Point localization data
++++

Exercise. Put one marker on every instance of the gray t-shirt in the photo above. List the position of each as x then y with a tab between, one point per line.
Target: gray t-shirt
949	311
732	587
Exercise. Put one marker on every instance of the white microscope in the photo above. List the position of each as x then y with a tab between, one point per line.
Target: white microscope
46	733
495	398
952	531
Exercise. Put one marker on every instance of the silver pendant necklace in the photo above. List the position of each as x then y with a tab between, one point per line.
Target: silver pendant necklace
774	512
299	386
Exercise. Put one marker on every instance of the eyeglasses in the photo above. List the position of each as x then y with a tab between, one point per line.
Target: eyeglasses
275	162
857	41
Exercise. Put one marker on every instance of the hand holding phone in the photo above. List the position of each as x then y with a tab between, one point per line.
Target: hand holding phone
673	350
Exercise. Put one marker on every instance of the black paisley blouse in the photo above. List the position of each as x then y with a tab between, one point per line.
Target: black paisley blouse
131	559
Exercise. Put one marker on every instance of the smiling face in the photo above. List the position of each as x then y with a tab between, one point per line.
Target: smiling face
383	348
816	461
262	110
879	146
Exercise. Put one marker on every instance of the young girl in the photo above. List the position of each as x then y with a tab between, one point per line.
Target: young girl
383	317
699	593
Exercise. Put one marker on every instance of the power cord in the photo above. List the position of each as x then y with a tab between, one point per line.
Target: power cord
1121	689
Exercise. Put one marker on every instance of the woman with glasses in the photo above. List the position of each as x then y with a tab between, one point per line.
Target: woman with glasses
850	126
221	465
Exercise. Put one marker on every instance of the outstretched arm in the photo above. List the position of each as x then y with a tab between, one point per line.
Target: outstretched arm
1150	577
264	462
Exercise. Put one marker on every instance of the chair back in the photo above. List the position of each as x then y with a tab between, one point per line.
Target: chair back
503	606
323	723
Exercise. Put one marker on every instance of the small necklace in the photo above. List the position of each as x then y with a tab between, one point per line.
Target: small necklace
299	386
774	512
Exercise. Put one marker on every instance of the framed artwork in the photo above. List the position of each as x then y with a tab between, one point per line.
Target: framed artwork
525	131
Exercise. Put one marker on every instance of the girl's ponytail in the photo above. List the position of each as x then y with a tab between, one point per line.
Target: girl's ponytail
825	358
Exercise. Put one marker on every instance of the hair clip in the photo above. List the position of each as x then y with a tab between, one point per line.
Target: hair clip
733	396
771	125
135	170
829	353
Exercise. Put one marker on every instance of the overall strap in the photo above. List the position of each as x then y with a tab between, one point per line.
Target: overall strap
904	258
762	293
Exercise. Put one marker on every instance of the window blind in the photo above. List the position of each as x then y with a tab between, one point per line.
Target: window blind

++++

## Work task
Could the data above be returned exactly as it stands?

## Answer space
Exercise. Put one marker on every instance of the gray t-shirt in the photo above. List the position of each as x then y with a tab between, one point per line.
Target: gray t-shirt
949	311
732	587
Exercise. Put one marker on every instance of the white microscope in the photo above. List the position of each as x then y with a tab between, one point per line.
Target: white microscope
46	733
495	398
952	531
Exercise. Put one marker on every instance of the silver pendant necklace in the photo above. List the position of each as x then y with a tab between, one point per line.
Target: silver pendant necklace
774	512
299	386
Exercise. Put one marker on every instance of the eyeglasses in the photo above. List the position of each as x then y with a tab between, one point per line.
Target: eyeglasses
275	162
857	41
Exercise. Put one marker on every instance of the hand holding phone in the photo above. List the position of each as x then y with a tab between, one point per line.
Target: hand holding phone
673	350
Exercise. Put one marker on every instance of the black paisley blouse in the photo above. List the position of each as x then y with a tab between, one point per line.
Target: black paisley blouse
131	559
Exercise. Put one marker on every instance of the smiling face in the photo above. List the position of each as x then y with a tab between, one point per line.
Target: smiling face
383	348
816	461
262	110
879	146
Exercise. Put one marker on every instance of the young girl in the photo above. List the position of each as x then y with a tab between, one point per line.
Target: young girl
383	317
699	593
Exercise. Put one marker on every instance of the power cord in the photo above. List the position of each as x then y with a tab between, one point per line.
Target: power cord
1121	689
Exercise. Put one marker on every instance of the woman with glasses in the photo above. List the position of each as x then y with a tab between, one point per line.
Target: woman with glasses
850	126
221	465
Exercise. Put one marker on every instance of the outstretched arm in the photo above. List the position of each as x then y with a tab between, one point per line.
Target: outstretched arm
1150	577
264	462
Exercise. Put one marker on every instance of the chair back in the photo above. List the position of each as x then y with a tab between, one point per line.
Target: chair back
503	606
323	723
Exercise. Put one marker on every instance of the small necklace in the photo above. List the position of each as x then y with a tab between, one point per line.
Target: small necklace
299	386
774	512
Exercise. Put one marker on every instance of the framed artwork in the photo above. List the position of each as x then y with a tab between, one point per line.
Target: framed artwork
525	131
Exercise. Put one marker on every instance of the girl's ponytail in the photo above. List the position of each as x then y with a tab between, one point per line.
Target: girl's ponytail
825	358
Exercise. Put one marker on every instance of the hair clip in the photo above. List the position of each as x then y with a tab between, one point per line.
Target: hair clip
733	396
771	125
135	170
829	353
Exercise. Put one marker on every instance of the overall strap in the photo above. List the position of each as x then y with a tab between, one point per line.
Target: overall strap
904	258
762	293
Exercise. Put one marker on every instance of the window blind in the photo above. List the position of each as x then y with a tab between, one point per line.
Target: window blind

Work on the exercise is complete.